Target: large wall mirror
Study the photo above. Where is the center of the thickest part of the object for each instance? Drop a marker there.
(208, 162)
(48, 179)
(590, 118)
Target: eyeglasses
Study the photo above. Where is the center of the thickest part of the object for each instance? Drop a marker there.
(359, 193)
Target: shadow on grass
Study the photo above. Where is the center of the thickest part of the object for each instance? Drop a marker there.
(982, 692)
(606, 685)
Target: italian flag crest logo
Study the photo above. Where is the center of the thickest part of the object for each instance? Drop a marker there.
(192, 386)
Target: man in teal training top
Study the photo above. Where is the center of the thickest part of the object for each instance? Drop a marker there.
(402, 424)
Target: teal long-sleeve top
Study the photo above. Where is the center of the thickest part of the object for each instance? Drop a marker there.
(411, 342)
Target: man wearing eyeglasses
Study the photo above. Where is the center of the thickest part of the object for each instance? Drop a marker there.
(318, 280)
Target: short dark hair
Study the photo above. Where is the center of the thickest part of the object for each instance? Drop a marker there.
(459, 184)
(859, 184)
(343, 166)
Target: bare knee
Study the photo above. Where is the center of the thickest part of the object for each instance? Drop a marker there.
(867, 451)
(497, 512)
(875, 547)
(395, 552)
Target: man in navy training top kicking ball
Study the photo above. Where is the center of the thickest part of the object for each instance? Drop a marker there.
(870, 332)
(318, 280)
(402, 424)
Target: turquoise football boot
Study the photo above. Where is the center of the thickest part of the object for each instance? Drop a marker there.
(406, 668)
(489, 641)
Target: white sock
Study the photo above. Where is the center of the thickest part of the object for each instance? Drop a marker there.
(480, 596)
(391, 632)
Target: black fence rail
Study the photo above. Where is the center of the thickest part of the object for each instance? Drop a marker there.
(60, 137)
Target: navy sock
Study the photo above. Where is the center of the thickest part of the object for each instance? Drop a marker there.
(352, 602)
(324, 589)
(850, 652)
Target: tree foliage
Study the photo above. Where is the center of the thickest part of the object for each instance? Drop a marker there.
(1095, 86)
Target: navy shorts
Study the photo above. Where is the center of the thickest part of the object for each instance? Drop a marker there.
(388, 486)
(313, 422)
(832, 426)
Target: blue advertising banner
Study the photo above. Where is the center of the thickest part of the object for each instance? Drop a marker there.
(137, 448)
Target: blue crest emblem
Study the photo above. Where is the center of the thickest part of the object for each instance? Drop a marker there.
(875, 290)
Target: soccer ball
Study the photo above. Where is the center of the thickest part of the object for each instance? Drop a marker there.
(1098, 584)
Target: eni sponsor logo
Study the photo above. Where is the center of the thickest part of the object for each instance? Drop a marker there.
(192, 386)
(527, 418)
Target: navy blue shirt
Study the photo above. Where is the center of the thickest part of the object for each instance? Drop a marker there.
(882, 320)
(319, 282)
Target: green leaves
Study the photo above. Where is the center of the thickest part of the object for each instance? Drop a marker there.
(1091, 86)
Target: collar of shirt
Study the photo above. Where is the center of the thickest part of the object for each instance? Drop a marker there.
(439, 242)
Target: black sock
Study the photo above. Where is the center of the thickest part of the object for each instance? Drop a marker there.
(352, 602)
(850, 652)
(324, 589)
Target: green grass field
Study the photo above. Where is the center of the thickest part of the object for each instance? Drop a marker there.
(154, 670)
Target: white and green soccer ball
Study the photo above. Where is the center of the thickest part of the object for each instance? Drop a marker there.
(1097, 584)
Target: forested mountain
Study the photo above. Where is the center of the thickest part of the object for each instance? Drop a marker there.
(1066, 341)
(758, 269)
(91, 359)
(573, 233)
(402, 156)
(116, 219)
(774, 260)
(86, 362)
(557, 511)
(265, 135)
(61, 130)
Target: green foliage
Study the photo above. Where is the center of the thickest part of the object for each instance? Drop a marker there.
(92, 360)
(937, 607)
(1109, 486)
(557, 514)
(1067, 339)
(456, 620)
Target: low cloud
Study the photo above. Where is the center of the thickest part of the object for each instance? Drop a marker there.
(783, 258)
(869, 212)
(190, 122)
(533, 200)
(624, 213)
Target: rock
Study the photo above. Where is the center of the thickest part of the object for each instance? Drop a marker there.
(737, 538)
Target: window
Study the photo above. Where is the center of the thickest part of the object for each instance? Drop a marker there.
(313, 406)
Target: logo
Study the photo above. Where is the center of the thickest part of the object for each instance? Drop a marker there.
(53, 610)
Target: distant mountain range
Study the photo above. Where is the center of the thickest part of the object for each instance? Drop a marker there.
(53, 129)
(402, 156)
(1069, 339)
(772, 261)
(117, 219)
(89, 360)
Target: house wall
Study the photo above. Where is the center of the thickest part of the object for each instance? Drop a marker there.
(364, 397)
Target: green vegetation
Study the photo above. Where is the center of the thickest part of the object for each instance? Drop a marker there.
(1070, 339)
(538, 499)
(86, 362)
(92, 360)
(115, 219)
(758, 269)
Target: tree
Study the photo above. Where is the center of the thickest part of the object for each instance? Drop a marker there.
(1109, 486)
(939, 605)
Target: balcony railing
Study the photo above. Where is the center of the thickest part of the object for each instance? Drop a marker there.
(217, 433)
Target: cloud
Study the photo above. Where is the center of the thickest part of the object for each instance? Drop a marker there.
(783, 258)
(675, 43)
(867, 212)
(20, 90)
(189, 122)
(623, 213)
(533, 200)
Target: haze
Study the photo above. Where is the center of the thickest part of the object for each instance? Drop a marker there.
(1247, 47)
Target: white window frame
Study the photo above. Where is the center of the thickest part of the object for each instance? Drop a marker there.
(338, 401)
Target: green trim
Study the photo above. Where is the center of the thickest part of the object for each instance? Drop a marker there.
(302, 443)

■ **Directions**: Every line of the material above should be repeated exactly.

■ **Response to this task**:
Target: large wall mirror
Study the photo above. Where is the center of the thickest part of the object for each instance? Drop a marker there.
(208, 162)
(48, 179)
(590, 118)
Target: eyeglasses
Study the photo above. Where is the center of the thickest part of the object for each instance? Drop a marker there.
(359, 193)
Target: shadow on grass
Study the photo above. Where is the center of the thickest part of the object for each instance? Drop a marker there.
(982, 692)
(606, 685)
Target: italian flag crest logo
Study the photo above. Where is the center of the thickest part of the object for each instance? Drop a marker there.
(192, 386)
Target: man in teal training top
Study the photo above. Where is the center of the thickest part of the object for each instance? Drop a marker there.
(402, 424)
Target: teal long-sleeve top
Study the photo above. Where is the center of the thickest part of the object for each instance? Drop a marker there.
(411, 342)
Target: man wearing eyeglasses
Study the photo above. Where is the center of the thickest part of the object for each instance? Drop a marker there.
(318, 280)
Target: short dark hair
Study the photo above. Where is the center of the thickest part of the object for each instance? Drop a marker there.
(459, 184)
(859, 184)
(343, 166)
Target: bare knee
Study the photo above. Where is the center of the thickest part of the object for each instance? Drop a marker there.
(867, 451)
(497, 512)
(875, 547)
(395, 552)
Target: man in navy training top kicking ball
Study the photo above. Where is the center of the thickest part of the object for each instance? Drop a marker there.
(870, 332)
(318, 280)
(402, 424)
Target: turquoise football boot
Study the photo above. Where is the center of the thickest part of the object for each instance? Drop a marker there.
(406, 668)
(489, 641)
Target: white sock
Study the photo above. Where is the center of the thickest part of the object for each instance? Drop a marker there.
(480, 596)
(391, 632)
Target: black fence rail
Study the photo above. Where is the center of the thickest part of the object for each instance? Drop a marker there.
(60, 137)
Target: navy sock
Study the photo above. Where is the center of the thickest part of the object for each instance? Drop a marker there.
(352, 602)
(324, 589)
(850, 652)
Target: tree foliage
Study the photo above. Where is the center of the thickest part of the object for each instance? Drop a marker there.
(1095, 86)
Target: navy shorts
Study the photo above. Where is the center of the thickest part of the object for each instance? Drop a marker there.
(388, 486)
(313, 422)
(832, 426)
Target: blue advertising banner
Study the photo above. Where is the center of the thickest part of the object for each instance? Drop a marker there.
(137, 448)
Target: blue crest emblem
Study the photo above. Where is the center of the thickest part of the object for each instance? Drop a marker there.
(875, 290)
Target: soccer ball
Study the photo above. Where is the center of the thickest part of the object for each instance? Drop a marker there.
(1098, 584)
Target: eni sponsor logo
Study the photo above. Where is the center of the thickest part of the object for each instance? Drop a marker there.
(192, 386)
(527, 418)
Target: navy blue shirt
Study the photo above. Where is the center of the thickest part of the object for each instance? Drop a marker there.
(882, 320)
(319, 282)
Target: green leaves
Study the photo above. Where is the center of the thickest part of the object for each instance? Drop a marker there.
(1091, 86)
Target: collar of shirt
Study the photo above. Where is the center of the thickest part of the object for each instance? Drop a marker there.
(439, 242)
Target: black sock
Study the photo above. Where is the center of the thickest part of the object for each instance? Drop a marker there.
(352, 602)
(850, 652)
(324, 589)
Target: green grass field
Study the photo above. Where is the center of the thickest part of the object for each instance? Drop a marker there.
(154, 670)
Target: white and green soccer ball
Study the photo above. Where is the center of the thickest part of the object for each instance? Drop a marker there.
(1097, 584)
Target: forested mountain
Study the photo above. Where is the center of the thickest part of the object for each instance? Drop a marker there.
(1066, 341)
(758, 269)
(91, 359)
(573, 233)
(402, 156)
(116, 219)
(774, 260)
(86, 362)
(557, 511)
(265, 135)
(61, 130)
Target: green foliage
Study the photo above. Where is the center of the thickest part of the object for each instance? Drop a marker there.
(92, 360)
(937, 607)
(1109, 486)
(557, 514)
(1067, 339)
(456, 620)
Target: low cloud
Study the photo above. Where is the center of the thickest part of the object for each instance? Drop a marker there.
(783, 258)
(869, 212)
(190, 122)
(533, 200)
(624, 213)
Target: rock
Study the photo above. Where is the center of the thickest part of the object for each instance? Drop a marker there.
(737, 538)
Target: window
Study the photo above. Where is the center of the thickest part of the object for each instance? Drop a marker there.
(313, 406)
Target: logo
Study the photo above. Where is the center of the thickest part of the object for each instance? Drop a marker there.
(53, 610)
Target: distant mountain range
Study the photo above. Where is the center of the thickest part of the object for each instance? Drop a marker there.
(53, 129)
(402, 156)
(1069, 339)
(772, 261)
(117, 219)
(89, 360)
Target: house wall
Study the photo above. Where is the center of the thickest part of the object for each instance? Drop a marker there.
(364, 397)
Target: green vegetation
Study the photo above. Where is the center of the thickest part of the object for each instance? Drop a marker there.
(1070, 339)
(538, 499)
(86, 362)
(92, 360)
(115, 219)
(758, 269)
Target: tree
Study the photo above. Where is the center of the thickest part of the object for each instance? Drop a marker there.
(1109, 486)
(939, 605)
Target: balcony railing
Study the photo above. Where is the center of the thickest part of the object for each instance? Drop a marker there.
(217, 433)
Target: cloud
Study the photo above. Where is the center of the thickest part of the object for each instance? Drop a marker there.
(783, 258)
(675, 43)
(867, 212)
(20, 90)
(189, 122)
(623, 213)
(533, 200)
Target: haze
Study the photo above. Where is the center of the thickest part of the object for each instance? Drop a marker there.
(1247, 47)
Target: white window frame
Study the photo above. Where is the center of the thickest part of the object for each instance? Drop a marker there.
(338, 401)
Target: green trim
Study the photo above. Where is the center of the thickest part of the object for each instance? Drop a marker there.
(302, 443)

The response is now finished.